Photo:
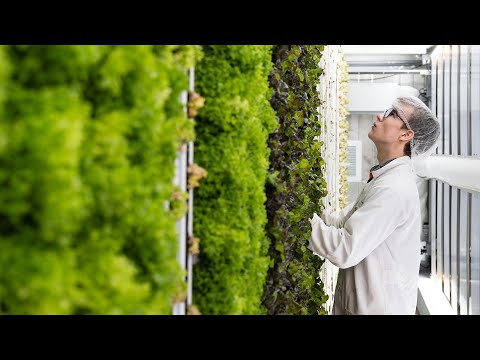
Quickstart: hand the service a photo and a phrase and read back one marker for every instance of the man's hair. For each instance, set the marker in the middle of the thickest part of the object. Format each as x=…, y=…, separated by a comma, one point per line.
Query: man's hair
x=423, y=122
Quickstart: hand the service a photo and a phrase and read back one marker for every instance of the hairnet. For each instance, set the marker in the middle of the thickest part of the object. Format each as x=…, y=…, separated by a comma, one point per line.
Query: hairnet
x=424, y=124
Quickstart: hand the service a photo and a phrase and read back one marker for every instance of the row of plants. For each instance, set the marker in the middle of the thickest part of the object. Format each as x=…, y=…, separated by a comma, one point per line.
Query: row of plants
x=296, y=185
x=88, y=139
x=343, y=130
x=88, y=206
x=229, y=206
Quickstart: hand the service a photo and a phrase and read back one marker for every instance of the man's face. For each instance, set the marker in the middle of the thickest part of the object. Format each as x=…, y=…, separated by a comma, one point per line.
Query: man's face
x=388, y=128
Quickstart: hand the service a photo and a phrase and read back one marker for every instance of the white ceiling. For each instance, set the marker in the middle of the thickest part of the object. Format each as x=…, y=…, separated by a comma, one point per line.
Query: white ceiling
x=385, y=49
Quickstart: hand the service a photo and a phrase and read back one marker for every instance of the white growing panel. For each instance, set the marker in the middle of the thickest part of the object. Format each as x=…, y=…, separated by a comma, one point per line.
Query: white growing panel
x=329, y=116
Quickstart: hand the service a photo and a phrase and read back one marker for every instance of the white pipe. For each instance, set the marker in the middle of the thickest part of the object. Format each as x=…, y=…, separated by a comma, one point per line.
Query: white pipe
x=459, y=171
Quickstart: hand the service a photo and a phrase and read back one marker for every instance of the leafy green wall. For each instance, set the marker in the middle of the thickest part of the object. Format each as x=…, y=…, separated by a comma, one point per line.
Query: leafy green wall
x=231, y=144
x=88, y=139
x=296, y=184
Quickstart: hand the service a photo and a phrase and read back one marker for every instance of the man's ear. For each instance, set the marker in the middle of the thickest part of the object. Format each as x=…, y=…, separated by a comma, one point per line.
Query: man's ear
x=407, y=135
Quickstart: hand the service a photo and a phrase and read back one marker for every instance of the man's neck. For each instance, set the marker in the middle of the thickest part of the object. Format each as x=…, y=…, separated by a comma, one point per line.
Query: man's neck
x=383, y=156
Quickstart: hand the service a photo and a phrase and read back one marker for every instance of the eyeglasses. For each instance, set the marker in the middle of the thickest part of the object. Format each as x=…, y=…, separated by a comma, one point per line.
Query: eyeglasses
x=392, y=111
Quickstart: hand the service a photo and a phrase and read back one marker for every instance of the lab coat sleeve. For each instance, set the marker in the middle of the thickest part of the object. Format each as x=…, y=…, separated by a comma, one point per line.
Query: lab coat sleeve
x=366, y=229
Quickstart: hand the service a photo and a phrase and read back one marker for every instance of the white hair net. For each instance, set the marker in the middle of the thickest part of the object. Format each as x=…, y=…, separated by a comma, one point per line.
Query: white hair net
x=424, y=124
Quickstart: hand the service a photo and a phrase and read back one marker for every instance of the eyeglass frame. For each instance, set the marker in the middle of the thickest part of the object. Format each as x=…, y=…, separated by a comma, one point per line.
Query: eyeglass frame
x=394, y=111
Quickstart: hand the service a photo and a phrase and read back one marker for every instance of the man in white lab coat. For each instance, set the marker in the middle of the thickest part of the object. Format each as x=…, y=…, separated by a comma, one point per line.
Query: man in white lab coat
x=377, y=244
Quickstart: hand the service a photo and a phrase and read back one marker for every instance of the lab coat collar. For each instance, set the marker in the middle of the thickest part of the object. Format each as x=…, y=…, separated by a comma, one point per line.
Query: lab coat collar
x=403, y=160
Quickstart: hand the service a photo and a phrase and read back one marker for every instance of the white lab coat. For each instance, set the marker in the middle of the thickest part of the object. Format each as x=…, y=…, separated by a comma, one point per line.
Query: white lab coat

**Given exercise:** Transcribe the whole listing, character for character, but not its images.

**Exercise response:**
Photo:
Quickstart: hand the service a photo and a phrase and read back one marker for every instance of the man's hair. For each instance, set the marker in the middle of the thickest part of the object. Format each as x=…, y=…, separated by a comma, one point per line.
Query: man's hair
x=423, y=122
Quickstart: hand the service a photo and a phrase and read back one marker for every instance of the hairnet. For each instance, set the marker in the middle of the thickest part of the object. Format each as x=…, y=…, separated by a comma, one point per line.
Query: hairnet
x=424, y=124
Quickstart: hand the service a photo and a phrase and read back one marker for every instance of the row of plants. For each instance, set the marker in the middle of the thickest part of the object. Format each as x=…, y=…, separated by a comma, one point per line.
Query: row of plants
x=296, y=185
x=88, y=139
x=343, y=130
x=88, y=206
x=229, y=206
Quickstart: hand the service a photo and a phrase and read back one marker for every instance of the man's face. For each instance, set the marker in the middle of the thickest part of the object. Format each as x=…, y=…, separated by a comma, one point per line.
Query: man's face
x=388, y=128
Quickstart: hand the service a photo and a phrase and read back one marker for every instance of the white ceiling. For each instance, set the marker in the middle of the thickest part of the object. Format each as x=…, y=…, separated by a comma, one point per line.
Query: white ceiling
x=385, y=49
Quickstart: hand the service a photo and a phrase and read back one marker for every instance of the white growing panel. For each instance, set the marker in the middle of the thickest part of the object. Format each as x=…, y=…, separated by a comma, one point per line.
Query: white growing panel
x=329, y=116
Quickstart: hand the service a photo and a phrase and read back one marker for every instance of the white pipe. For each instance, set the marker in the middle of the thickest part of the object. Format each as x=…, y=…, separated by a comma, one point per line.
Query: white pipe
x=459, y=171
Quickstart: hand the service a photo and a phrase and read back one marker for every instance of the leafy green wall. For each instance, set the marker in the middle of the thickest part of the object. Format each as x=…, y=…, separated by a comma, one point per line.
Query: leafy green wall
x=231, y=144
x=88, y=139
x=296, y=184
Quickstart: hand the service a photo and a phrase and read back one marker for every instance of the man's ear. For each instance, set the marker in the middle of the thickest part of the object. Format each as x=…, y=…, separated by a comma, one point per line.
Query: man's ear
x=407, y=135
Quickstart: hand the service a photo and a phrase and read back one marker for every instance of the man's neck. For each instance, set the marker in the middle of the thickest part of the object. Format each as x=…, y=…, separated by a comma, one point per line.
Query: man's neck
x=383, y=156
Quickstart: hand the service a photo and a phrase and read back one marker for every instance of the eyeglasses. For each instance, set the marker in the middle of the thickest part of the object. Format each as x=…, y=…, separated by a comma, one point per line.
Query: eyeglasses
x=392, y=111
Quickstart: hand the service a photo and a phrase and read back one marker for every instance of the lab coat sleeve. For each instance, set the marker in the middle of the thickest part of the object. Format each as x=…, y=…, separated by a comma, one point per line.
Query: lab coat sleeve
x=366, y=229
Quickstart: hand the service a photo and a phrase and read back one marker for every instance of the white hair net. For each instance, set the marker in the middle of the thickest part of the object. Format each as x=…, y=…, separated by a comma, one point per line.
Query: white hair net
x=424, y=124
Quickstart: hand the service a photo and a phrase and read back one marker for every instance of the eyeglass frame. For each instance, set the marker in the middle of the thickest part of the object. Format each as x=…, y=…, separated by a comma, one point per line.
Query: eyeglass frame
x=394, y=111
Quickstart: hand the service a photo and a phrase and read back one marker for every instance of the man in white lab coat. For each instance, set the marker in the middle of the thickest part of the object. Format each as x=…, y=…, separated by a comma, one point per line.
Query: man in white lab coat
x=377, y=244
Quickstart: hand the service a photo and a phrase and read back one marker for every instance of the lab coat collar. For each instance, set the marker in the middle of the thickest part of the object. Format each as x=…, y=…, separated by a comma, one point per line.
Query: lab coat collar
x=403, y=160
Quickstart: hand the service a photo and a phrase and read back one marker for every instance of the white lab coat. For each instance, set the marker in the middle of the thickest part of the object. Format each as x=…, y=…, separated by a comma, one point per line.
Query: white lab coat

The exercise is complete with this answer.